— EXERCISE BRIEF —
Print exactly the lines from the one containing "Where can you see the tall" through the last line of the listing, both included.

────────────────

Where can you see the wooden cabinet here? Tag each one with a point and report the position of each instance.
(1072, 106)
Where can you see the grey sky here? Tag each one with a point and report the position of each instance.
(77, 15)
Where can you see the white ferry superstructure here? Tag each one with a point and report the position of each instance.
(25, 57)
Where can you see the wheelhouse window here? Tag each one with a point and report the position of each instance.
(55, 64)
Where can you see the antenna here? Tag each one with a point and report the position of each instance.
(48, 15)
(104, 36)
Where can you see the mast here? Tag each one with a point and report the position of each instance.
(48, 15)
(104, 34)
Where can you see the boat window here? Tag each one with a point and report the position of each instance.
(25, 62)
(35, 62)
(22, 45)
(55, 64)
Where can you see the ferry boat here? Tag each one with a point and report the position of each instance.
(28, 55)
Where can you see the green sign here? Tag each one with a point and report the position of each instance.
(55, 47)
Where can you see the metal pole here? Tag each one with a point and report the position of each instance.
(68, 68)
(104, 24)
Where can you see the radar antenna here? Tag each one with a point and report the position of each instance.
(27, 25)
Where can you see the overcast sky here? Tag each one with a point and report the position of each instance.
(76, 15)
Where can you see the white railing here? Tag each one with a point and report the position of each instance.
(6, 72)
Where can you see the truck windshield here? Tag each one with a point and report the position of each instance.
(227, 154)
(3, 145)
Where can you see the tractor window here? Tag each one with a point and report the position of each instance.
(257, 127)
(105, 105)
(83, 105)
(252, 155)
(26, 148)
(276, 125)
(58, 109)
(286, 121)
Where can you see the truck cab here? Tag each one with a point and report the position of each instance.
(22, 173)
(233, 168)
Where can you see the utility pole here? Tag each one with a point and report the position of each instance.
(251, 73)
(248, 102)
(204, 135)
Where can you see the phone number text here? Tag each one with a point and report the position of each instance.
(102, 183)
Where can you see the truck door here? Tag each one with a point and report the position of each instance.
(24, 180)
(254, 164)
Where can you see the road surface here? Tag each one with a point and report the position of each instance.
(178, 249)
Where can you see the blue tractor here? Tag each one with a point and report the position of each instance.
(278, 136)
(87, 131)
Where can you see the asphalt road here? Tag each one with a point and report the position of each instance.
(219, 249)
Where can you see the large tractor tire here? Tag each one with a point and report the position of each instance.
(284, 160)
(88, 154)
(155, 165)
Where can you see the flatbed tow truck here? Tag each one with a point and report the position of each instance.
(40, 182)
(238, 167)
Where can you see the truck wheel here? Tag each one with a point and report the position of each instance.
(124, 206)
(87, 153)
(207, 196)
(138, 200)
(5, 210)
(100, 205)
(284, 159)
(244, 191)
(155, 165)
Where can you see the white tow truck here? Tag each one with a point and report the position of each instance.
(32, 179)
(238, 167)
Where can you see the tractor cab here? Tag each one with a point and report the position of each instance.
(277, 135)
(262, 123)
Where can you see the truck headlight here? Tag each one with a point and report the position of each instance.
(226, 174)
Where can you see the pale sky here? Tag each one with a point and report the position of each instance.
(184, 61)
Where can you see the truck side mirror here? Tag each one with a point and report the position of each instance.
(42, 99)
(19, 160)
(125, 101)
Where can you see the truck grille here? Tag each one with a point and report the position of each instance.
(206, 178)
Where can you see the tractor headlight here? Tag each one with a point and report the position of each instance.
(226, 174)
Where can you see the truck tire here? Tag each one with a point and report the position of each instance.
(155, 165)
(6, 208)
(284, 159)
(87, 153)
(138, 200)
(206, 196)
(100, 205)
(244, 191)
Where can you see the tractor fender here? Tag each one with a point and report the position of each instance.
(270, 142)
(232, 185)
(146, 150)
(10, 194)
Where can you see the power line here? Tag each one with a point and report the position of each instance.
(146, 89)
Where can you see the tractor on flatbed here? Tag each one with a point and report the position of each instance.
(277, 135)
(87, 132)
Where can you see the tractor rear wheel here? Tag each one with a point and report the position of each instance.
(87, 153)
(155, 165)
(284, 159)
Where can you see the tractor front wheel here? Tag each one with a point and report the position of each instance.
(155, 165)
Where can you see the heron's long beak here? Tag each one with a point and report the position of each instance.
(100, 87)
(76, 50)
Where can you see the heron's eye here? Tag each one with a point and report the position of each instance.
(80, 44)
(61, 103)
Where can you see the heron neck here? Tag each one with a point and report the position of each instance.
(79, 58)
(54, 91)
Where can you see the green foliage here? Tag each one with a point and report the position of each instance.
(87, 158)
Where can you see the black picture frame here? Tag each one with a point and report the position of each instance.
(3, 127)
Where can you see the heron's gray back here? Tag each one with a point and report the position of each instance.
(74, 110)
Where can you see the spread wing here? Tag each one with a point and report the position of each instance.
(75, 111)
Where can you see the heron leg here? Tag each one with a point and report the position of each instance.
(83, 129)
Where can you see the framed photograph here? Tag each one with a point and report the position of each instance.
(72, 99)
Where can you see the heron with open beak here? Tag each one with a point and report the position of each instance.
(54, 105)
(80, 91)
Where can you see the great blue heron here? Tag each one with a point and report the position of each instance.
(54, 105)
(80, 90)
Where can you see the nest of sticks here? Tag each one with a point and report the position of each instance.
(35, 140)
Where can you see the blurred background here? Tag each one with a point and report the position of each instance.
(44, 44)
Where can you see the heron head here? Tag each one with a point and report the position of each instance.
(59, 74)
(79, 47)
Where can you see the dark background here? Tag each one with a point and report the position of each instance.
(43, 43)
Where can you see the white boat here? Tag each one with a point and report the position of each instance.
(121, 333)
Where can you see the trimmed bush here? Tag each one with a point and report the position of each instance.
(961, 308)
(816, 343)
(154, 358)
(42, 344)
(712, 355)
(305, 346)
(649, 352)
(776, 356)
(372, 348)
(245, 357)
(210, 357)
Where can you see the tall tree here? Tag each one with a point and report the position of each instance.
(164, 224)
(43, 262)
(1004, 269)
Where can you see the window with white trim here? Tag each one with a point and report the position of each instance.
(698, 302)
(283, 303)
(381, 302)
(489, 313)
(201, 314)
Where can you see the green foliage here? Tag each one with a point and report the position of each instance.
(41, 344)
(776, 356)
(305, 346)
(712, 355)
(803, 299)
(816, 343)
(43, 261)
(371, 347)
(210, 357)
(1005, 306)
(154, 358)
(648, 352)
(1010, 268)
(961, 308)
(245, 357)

────────────────

— ANSWER TO THIS EXERCISE —
Where can you see the tall tree here? Tag each one with a point and report the position of each instance.
(164, 224)
(43, 262)
(1004, 269)
Where can you see the window with white trim here? Tag each one with a point and report the position of each instance.
(698, 302)
(283, 303)
(381, 302)
(489, 313)
(201, 314)
Where can you see the green foliage here? Tag each one with a point and report the position of each instance.
(41, 344)
(776, 356)
(305, 346)
(712, 355)
(803, 299)
(816, 343)
(43, 261)
(371, 347)
(210, 357)
(1005, 306)
(154, 358)
(648, 352)
(1010, 268)
(961, 308)
(245, 357)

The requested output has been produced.